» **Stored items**
**********

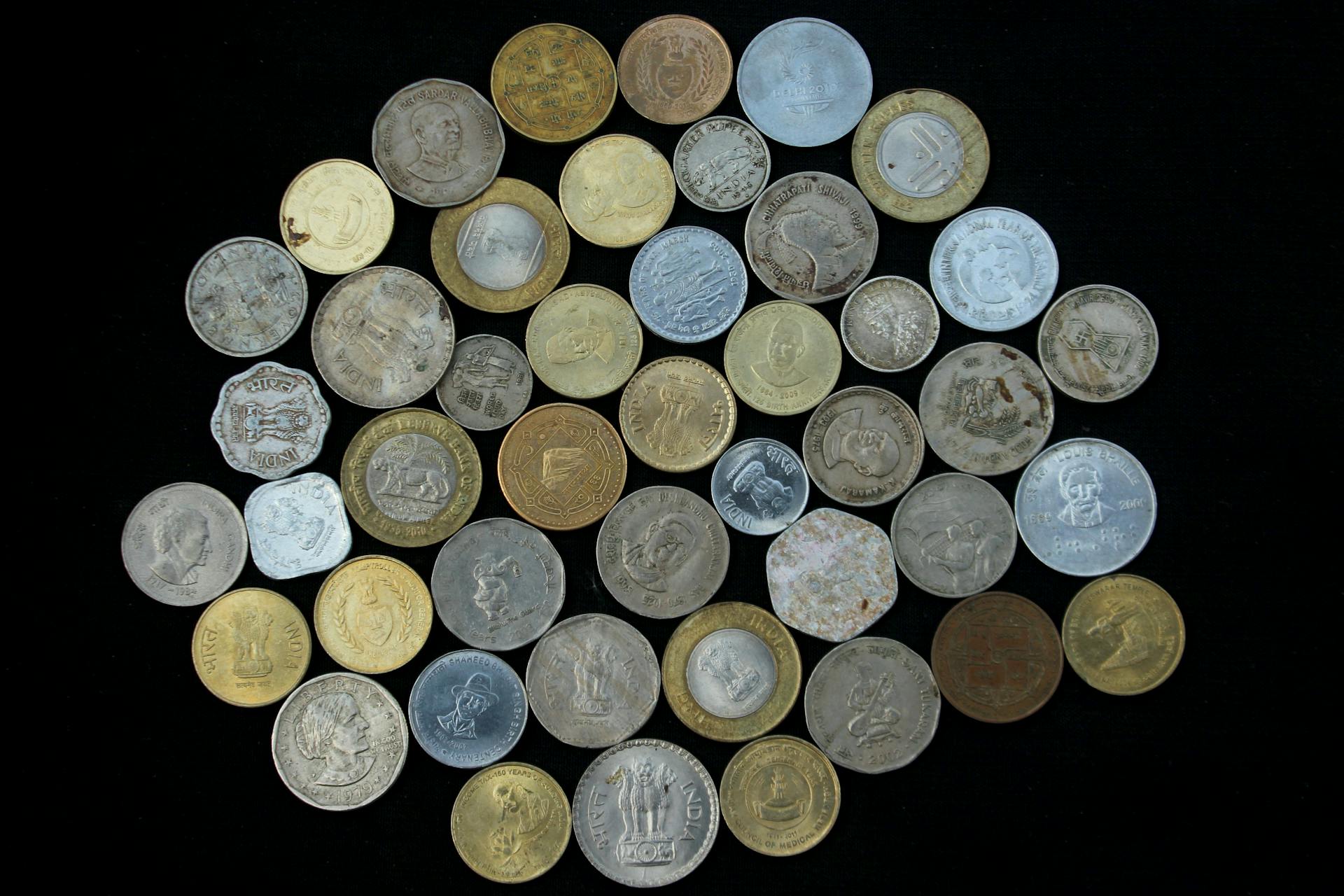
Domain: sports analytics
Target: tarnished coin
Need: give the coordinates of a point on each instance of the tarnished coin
(468, 708)
(831, 574)
(993, 269)
(185, 545)
(298, 526)
(783, 358)
(689, 284)
(663, 551)
(987, 409)
(996, 657)
(593, 680)
(246, 296)
(498, 583)
(804, 83)
(339, 742)
(270, 421)
(953, 535)
(437, 143)
(336, 216)
(382, 337)
(410, 477)
(1085, 507)
(873, 704)
(252, 648)
(863, 447)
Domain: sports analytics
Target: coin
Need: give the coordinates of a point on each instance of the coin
(920, 155)
(1097, 343)
(953, 535)
(498, 583)
(593, 680)
(339, 742)
(831, 574)
(410, 477)
(270, 421)
(511, 822)
(246, 296)
(873, 704)
(185, 545)
(783, 358)
(468, 708)
(675, 69)
(732, 672)
(996, 657)
(863, 447)
(251, 648)
(437, 143)
(553, 83)
(689, 284)
(804, 83)
(382, 337)
(298, 526)
(1124, 634)
(663, 551)
(986, 409)
(336, 216)
(1085, 507)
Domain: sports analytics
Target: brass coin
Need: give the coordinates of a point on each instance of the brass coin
(410, 477)
(372, 614)
(1124, 634)
(562, 466)
(252, 648)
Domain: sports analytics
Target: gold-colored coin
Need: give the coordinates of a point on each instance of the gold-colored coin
(372, 614)
(584, 340)
(920, 155)
(1124, 634)
(780, 796)
(336, 216)
(678, 414)
(783, 358)
(252, 648)
(617, 191)
(553, 83)
(410, 477)
(504, 250)
(562, 466)
(732, 672)
(511, 822)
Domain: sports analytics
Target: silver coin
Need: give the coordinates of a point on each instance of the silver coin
(993, 269)
(1085, 507)
(645, 813)
(298, 526)
(437, 143)
(593, 680)
(185, 545)
(811, 237)
(760, 486)
(339, 742)
(498, 583)
(987, 409)
(468, 708)
(270, 421)
(955, 535)
(382, 337)
(663, 551)
(246, 296)
(721, 163)
(689, 284)
(488, 383)
(873, 706)
(804, 83)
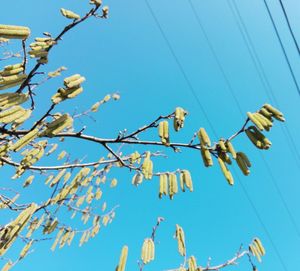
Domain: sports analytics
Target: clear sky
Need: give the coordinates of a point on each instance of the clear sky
(127, 53)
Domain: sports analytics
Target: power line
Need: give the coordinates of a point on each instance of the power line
(261, 222)
(269, 170)
(237, 102)
(193, 91)
(190, 86)
(282, 47)
(266, 83)
(215, 55)
(289, 26)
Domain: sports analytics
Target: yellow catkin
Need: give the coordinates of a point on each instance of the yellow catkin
(123, 259)
(179, 234)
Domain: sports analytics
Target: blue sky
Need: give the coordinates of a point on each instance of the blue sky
(127, 53)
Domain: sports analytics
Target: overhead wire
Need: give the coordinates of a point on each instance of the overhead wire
(282, 46)
(264, 79)
(269, 170)
(289, 26)
(238, 105)
(187, 80)
(194, 93)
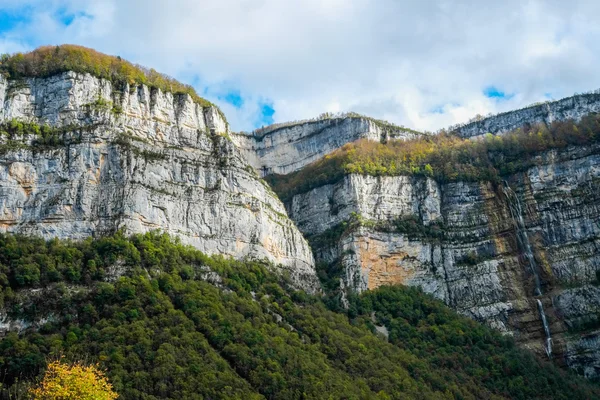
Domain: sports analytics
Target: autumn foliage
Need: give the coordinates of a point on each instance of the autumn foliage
(73, 381)
(444, 157)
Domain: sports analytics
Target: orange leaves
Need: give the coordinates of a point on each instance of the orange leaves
(73, 381)
(50, 60)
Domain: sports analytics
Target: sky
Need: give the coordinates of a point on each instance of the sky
(422, 64)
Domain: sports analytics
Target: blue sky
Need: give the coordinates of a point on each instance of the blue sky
(425, 65)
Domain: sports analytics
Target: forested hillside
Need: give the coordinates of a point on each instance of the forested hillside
(166, 321)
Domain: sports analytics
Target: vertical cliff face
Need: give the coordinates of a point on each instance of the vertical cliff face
(520, 256)
(138, 159)
(569, 108)
(287, 148)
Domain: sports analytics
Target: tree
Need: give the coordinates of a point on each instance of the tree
(73, 381)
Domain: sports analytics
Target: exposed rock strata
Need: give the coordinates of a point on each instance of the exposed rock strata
(139, 159)
(573, 107)
(285, 149)
(476, 264)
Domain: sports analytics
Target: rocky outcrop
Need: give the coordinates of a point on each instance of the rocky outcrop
(573, 107)
(287, 148)
(138, 159)
(463, 243)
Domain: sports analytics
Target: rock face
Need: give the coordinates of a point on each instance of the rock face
(284, 149)
(573, 107)
(467, 244)
(139, 159)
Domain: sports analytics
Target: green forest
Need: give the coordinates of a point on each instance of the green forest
(444, 157)
(166, 321)
(46, 61)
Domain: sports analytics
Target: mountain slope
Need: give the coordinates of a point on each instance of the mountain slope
(91, 144)
(504, 229)
(170, 322)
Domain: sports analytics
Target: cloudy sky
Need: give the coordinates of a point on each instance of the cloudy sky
(422, 64)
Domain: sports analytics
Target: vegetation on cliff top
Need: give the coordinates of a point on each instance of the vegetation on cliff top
(46, 61)
(166, 321)
(386, 125)
(445, 157)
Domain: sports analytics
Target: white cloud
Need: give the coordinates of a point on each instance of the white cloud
(421, 64)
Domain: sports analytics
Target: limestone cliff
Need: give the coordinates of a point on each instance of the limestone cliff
(138, 159)
(520, 256)
(281, 149)
(573, 107)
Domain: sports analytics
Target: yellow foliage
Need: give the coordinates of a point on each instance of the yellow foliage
(73, 381)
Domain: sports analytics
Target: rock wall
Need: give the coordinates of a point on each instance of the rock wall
(466, 250)
(573, 107)
(139, 159)
(281, 150)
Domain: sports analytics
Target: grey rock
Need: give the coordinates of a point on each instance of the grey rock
(144, 160)
(287, 148)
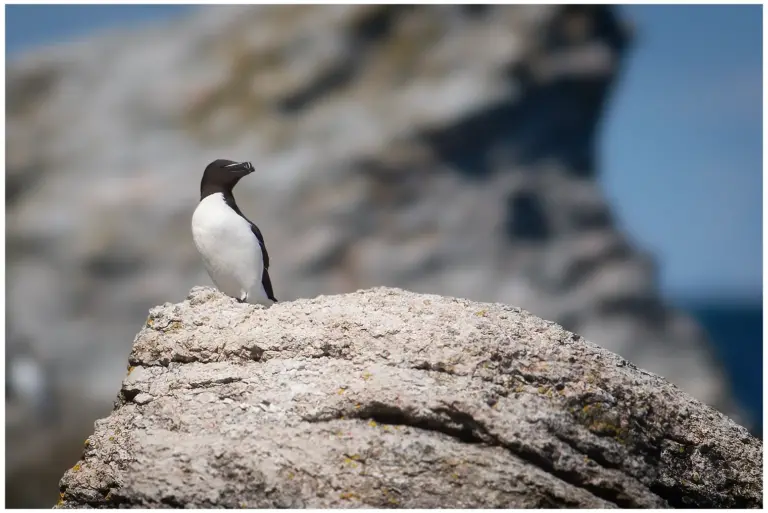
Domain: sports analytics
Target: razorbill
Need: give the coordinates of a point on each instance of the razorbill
(232, 247)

**********

» **PROBLEM DETAILS**
Gather every line of the stored items above that contains the word "autumn", and copy each one. Case counts.

» **RESPONSE TO THE EXERCISE**
Target: autumn foliage
Need: give the coordinates of a point on each instance of the autumn foliage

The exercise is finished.